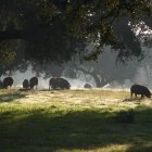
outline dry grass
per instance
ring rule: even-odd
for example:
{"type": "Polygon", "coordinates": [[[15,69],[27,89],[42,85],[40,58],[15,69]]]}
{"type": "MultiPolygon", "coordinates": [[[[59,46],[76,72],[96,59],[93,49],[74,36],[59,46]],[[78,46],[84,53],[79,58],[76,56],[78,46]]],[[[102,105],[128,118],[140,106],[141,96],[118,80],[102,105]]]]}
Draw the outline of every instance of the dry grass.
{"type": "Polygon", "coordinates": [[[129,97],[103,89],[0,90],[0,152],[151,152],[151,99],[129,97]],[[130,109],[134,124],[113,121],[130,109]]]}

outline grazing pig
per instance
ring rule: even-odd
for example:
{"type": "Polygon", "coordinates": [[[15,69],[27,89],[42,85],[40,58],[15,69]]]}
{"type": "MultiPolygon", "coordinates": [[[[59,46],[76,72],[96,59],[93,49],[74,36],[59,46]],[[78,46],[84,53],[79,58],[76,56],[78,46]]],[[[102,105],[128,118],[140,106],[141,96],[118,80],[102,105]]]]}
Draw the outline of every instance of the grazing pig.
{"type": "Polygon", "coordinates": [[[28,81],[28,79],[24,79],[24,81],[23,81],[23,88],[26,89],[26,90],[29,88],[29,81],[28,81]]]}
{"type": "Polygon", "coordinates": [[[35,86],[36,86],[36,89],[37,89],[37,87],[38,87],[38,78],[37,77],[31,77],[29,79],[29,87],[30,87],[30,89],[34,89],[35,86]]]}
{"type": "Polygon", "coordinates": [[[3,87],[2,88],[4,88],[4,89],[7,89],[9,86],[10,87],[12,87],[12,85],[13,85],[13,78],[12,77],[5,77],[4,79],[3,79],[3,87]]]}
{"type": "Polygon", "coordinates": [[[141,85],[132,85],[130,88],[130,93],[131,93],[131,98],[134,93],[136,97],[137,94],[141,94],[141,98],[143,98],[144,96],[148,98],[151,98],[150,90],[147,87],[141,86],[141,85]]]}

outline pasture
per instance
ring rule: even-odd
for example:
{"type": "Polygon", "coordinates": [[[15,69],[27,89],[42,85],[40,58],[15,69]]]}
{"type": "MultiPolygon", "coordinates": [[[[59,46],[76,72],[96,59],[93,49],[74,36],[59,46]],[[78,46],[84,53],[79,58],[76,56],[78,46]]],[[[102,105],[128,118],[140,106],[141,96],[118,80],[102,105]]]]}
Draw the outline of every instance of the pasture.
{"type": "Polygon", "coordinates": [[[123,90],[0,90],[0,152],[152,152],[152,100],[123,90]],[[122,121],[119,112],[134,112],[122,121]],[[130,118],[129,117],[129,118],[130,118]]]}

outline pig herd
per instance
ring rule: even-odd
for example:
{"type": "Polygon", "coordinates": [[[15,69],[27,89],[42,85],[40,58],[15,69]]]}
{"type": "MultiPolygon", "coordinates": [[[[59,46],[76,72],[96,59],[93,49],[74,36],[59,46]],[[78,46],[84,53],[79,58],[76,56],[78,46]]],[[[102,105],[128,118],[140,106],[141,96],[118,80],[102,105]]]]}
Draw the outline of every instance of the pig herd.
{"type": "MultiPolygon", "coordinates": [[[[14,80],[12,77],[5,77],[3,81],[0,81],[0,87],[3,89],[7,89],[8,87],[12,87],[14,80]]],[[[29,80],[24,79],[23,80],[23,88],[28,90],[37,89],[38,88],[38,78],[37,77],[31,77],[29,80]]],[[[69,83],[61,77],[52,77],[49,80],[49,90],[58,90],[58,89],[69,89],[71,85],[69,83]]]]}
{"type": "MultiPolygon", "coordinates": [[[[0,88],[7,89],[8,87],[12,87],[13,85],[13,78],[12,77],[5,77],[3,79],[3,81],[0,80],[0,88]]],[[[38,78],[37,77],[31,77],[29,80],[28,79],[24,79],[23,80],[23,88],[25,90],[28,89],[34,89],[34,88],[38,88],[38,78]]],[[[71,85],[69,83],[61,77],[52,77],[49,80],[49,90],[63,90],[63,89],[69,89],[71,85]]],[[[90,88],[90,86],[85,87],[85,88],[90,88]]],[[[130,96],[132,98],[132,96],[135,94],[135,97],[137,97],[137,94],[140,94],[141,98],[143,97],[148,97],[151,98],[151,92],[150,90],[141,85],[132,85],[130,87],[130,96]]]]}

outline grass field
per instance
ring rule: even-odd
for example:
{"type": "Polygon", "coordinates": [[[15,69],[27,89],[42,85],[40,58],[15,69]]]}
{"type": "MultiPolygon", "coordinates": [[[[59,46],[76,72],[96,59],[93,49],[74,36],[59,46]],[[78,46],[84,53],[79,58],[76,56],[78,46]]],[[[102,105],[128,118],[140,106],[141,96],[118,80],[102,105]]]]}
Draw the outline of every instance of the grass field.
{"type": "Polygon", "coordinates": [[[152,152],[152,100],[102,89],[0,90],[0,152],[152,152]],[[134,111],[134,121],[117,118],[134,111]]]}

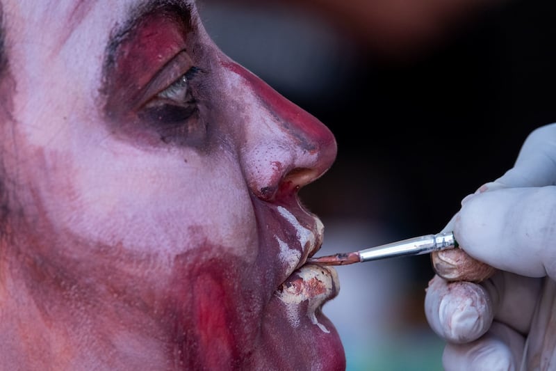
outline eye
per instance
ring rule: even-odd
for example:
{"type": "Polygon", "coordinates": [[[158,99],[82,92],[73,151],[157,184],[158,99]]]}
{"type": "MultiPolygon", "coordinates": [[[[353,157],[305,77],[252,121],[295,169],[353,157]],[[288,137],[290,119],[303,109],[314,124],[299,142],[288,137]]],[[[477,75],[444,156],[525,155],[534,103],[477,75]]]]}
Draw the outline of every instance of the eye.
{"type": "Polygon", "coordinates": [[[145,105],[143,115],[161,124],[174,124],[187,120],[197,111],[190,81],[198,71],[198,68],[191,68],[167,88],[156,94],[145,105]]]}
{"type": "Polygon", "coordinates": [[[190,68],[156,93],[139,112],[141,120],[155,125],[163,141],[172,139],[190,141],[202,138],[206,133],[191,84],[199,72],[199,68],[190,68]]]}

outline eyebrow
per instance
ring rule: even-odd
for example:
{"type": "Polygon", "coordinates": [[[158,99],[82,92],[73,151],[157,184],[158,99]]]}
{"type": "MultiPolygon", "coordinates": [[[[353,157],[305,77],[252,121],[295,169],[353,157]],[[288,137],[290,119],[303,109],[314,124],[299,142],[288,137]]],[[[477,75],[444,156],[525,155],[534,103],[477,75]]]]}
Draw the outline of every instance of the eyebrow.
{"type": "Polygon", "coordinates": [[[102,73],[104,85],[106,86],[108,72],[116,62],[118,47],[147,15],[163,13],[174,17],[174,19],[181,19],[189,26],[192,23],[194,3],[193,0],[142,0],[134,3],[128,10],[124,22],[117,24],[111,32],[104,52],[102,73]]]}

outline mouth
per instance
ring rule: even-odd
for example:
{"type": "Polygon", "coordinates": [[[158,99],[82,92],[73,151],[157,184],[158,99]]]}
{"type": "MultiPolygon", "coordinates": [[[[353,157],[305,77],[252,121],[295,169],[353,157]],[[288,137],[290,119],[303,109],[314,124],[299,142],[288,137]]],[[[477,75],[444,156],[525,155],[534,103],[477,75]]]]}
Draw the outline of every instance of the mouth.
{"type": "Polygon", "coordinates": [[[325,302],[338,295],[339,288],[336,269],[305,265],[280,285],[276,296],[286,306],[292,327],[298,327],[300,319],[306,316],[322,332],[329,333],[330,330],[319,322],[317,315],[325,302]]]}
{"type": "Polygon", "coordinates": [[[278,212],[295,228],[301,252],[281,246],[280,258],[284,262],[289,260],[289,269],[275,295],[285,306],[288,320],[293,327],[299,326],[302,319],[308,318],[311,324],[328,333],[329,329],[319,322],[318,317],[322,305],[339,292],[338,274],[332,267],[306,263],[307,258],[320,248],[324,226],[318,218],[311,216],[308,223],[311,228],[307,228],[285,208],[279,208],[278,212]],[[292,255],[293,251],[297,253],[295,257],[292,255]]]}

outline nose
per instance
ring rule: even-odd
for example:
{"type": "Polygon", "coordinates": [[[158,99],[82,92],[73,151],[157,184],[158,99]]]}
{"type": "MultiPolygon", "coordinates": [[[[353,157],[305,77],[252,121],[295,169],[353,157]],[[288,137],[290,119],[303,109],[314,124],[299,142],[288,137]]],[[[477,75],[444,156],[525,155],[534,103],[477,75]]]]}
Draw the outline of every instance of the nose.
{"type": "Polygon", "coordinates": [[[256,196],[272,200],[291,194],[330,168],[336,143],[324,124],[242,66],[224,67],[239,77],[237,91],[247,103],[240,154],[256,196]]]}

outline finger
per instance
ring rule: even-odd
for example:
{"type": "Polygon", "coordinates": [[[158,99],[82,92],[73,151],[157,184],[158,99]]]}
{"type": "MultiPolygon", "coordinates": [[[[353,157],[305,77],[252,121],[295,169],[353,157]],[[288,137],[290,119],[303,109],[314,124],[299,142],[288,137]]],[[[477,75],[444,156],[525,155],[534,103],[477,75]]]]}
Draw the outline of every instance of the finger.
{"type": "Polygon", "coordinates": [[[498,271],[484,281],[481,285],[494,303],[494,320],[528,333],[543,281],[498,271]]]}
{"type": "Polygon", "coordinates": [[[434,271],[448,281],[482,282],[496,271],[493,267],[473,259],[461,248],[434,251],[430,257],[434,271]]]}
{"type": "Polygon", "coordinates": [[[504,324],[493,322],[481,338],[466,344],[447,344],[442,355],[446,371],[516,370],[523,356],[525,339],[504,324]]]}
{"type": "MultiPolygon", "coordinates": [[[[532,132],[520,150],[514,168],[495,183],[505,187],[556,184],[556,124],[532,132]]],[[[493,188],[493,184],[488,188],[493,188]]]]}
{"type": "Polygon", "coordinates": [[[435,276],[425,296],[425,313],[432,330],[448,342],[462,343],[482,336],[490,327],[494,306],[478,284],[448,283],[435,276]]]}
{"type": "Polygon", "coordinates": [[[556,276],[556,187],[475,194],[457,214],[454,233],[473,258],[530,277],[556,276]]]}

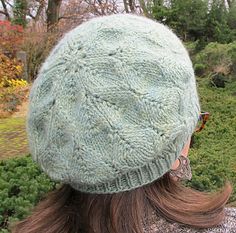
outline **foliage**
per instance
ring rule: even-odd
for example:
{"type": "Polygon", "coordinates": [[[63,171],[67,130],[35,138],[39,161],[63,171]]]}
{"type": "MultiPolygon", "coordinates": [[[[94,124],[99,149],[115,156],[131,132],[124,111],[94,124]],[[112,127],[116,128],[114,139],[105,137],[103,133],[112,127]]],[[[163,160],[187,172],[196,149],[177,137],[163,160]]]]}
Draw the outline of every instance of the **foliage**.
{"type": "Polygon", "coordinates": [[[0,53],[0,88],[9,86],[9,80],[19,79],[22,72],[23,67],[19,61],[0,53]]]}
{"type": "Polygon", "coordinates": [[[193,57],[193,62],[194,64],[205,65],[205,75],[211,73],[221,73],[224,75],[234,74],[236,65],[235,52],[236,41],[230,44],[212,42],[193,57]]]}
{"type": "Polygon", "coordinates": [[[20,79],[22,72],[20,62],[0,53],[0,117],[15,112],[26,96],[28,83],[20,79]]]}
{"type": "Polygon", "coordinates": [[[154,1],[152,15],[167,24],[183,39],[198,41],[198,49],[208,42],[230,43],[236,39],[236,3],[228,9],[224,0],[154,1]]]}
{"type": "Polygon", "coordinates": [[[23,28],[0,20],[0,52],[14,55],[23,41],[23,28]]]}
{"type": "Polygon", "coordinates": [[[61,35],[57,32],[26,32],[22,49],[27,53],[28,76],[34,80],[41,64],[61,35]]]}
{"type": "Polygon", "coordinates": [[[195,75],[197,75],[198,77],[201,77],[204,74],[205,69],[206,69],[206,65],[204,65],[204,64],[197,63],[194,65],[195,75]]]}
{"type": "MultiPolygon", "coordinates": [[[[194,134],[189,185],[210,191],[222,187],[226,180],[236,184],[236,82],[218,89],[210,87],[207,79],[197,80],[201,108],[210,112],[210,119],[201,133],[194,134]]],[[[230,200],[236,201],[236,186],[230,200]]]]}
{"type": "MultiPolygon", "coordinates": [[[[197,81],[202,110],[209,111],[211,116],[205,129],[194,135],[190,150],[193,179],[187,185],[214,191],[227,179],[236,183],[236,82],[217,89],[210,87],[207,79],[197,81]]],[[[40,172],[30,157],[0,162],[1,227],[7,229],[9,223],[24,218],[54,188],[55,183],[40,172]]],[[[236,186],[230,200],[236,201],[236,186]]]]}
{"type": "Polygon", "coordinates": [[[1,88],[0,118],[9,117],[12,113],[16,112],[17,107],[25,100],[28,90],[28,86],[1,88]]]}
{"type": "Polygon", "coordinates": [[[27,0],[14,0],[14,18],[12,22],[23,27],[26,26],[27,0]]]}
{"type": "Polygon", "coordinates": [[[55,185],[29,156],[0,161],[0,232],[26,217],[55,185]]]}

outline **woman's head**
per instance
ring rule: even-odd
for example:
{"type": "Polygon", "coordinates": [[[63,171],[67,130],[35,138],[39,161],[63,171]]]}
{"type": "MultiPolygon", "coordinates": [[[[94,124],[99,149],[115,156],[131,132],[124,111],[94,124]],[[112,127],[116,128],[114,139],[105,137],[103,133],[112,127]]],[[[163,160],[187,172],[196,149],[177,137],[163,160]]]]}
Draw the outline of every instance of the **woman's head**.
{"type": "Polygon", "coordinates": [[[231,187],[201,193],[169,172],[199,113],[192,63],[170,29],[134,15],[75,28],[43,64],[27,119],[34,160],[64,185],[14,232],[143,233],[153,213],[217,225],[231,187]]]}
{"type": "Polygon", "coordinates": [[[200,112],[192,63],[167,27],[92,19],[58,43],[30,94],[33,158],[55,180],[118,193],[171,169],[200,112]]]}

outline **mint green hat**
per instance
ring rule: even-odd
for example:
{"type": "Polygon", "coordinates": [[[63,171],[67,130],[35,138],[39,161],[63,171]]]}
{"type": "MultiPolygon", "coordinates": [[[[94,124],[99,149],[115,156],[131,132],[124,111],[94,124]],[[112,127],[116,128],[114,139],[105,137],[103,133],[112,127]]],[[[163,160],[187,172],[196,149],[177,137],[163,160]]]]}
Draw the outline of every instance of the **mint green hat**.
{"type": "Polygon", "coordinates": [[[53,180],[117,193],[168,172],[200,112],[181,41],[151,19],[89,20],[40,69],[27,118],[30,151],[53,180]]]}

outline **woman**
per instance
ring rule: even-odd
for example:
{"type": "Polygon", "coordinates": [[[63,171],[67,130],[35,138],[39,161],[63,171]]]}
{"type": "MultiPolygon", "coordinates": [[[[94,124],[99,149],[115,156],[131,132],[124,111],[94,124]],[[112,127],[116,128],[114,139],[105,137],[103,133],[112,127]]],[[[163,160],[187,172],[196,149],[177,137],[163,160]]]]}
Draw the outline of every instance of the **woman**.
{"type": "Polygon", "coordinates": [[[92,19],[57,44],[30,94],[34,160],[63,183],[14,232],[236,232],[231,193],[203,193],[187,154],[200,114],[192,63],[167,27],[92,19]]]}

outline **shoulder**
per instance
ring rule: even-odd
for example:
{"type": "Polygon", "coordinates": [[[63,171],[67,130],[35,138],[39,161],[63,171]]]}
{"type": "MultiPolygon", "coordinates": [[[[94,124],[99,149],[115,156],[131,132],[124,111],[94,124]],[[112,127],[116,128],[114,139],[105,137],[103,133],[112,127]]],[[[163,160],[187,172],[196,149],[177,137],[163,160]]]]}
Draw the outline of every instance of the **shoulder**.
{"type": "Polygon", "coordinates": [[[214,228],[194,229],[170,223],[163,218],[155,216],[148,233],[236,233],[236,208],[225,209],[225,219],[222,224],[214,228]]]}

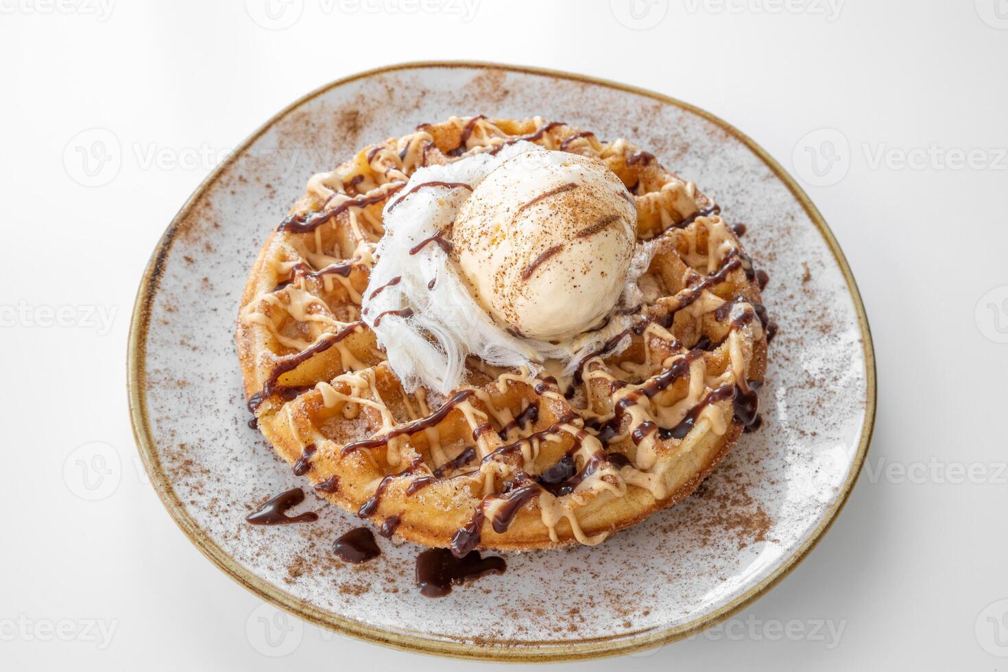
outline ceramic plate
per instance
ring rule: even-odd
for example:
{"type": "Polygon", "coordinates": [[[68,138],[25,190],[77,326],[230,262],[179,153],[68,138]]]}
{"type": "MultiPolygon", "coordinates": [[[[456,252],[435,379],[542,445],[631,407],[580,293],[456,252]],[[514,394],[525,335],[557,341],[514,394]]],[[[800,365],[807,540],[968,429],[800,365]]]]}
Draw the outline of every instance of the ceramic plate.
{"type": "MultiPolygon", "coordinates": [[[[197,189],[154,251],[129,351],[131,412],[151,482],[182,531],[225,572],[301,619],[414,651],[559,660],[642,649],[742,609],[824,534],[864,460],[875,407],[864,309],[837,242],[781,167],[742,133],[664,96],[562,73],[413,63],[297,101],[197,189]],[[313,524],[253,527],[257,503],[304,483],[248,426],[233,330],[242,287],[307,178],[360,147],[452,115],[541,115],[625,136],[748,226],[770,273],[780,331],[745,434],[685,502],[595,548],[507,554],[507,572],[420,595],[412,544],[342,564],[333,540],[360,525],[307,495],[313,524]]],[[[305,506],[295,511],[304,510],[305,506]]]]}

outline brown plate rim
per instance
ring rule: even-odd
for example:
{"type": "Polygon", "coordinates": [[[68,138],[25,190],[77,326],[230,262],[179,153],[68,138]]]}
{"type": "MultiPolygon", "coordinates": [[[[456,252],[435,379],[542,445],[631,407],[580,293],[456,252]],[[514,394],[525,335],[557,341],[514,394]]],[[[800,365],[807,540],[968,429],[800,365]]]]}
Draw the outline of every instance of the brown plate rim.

------------------------------

■ GIVEN EXERCISE: Rewrite the entries starting at the line "outline eyebrow" and ending at the line "Draw the outline of every instance of the eyebrow.", changing "even-odd" to "nonzero" and leaving everything else untouched.

■ FINAL RESULT:
outline eyebrow
per instance
ring rule: nonzero
for example:
{"type": "Polygon", "coordinates": [[[158,99],[82,92],[73,151],[157,184],[158,99]]]}
{"type": "MultiPolygon", "coordinates": [[[[353,157],[305,77],[252,121],[295,169],[353,157]],[[288,137],[290,119],[303,109],[314,124],[299,142],[288,137]]],[[[477,75],[444,156],[525,155],[534,103],[477,75]]]]}
Draw the outline of every instance of the eyebrow.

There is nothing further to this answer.